§ **Exercise description**: Please list every line in the records below that contains the string "query".

Excerpts from a location annotation dataset

= = = = =

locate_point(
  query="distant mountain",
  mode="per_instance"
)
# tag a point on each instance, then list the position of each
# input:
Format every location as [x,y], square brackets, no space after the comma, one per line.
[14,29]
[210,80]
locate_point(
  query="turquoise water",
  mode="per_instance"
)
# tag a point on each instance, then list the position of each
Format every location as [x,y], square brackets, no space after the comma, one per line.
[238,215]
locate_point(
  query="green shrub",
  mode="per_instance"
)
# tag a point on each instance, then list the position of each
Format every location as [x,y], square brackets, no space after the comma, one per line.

= = = = =

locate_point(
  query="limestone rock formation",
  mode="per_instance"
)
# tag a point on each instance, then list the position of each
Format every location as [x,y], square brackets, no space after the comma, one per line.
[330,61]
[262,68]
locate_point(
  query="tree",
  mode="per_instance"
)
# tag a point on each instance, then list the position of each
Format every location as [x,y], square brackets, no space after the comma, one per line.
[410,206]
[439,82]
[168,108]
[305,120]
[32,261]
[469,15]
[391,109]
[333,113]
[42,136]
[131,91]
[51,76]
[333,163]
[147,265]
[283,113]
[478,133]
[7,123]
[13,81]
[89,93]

= = = = =

§ **Solution to this exercise**:
  query="distant mountain",
  query="turquoise water",
  query="green shrub",
  query="limestone rock formation",
  query="tree",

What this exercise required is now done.